**Task instructions**. Exactly as written, give again the line with "Where can the green" and all subsequent lines through the end of the records.

**Data for the task**.

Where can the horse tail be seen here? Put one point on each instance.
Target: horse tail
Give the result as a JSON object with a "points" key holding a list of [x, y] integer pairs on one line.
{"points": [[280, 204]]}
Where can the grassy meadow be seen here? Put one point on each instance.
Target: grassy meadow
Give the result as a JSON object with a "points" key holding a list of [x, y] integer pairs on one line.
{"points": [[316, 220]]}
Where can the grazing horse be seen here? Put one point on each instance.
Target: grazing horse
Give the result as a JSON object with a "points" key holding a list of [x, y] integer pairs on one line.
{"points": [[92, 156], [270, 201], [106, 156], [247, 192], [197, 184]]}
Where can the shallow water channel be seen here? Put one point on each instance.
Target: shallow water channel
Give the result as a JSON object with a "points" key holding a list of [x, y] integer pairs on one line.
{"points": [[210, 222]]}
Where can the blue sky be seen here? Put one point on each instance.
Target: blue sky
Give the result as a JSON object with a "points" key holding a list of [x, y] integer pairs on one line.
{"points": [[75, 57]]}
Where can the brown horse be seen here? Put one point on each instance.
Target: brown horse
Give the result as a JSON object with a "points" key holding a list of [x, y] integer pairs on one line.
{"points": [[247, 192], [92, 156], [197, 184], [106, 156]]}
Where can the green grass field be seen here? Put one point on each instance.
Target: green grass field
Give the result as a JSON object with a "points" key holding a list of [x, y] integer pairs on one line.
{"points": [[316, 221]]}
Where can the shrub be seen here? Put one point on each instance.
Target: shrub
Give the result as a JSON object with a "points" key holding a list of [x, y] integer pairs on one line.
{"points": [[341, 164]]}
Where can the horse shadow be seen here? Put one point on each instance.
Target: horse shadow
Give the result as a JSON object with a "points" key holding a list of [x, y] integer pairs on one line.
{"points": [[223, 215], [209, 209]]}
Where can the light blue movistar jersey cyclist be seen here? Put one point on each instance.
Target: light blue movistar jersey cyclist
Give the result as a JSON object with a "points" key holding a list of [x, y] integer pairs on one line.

**Solution for this exercise**.
Where can the green grass field be seen here? Put one point on each instance.
Target: green grass field
Give the result as a JSON object with a "points" key holding a list of [x, y] integer pairs on one line.
{"points": [[316, 221]]}
Where can the shrub be seen here? Put one point on each instance.
Target: shrub
Give the result as a JSON object with a "points" key holding a list of [x, y] integer pairs on one line.
{"points": [[341, 164]]}
Where can the horse shadow be seen here? Put one point on each instance.
Target: horse shadow
Give the result as a JSON object with a "points" key holding a list of [x, y] integer pairs on one line.
{"points": [[223, 215], [209, 209]]}
Where can the light blue movistar jersey cyclist be seen here? Put one point on each instance.
Target: light blue movistar jersey cyclist
Give the result as a JSON object with a "points" key holding a list of [x, y] integer pairs on one line.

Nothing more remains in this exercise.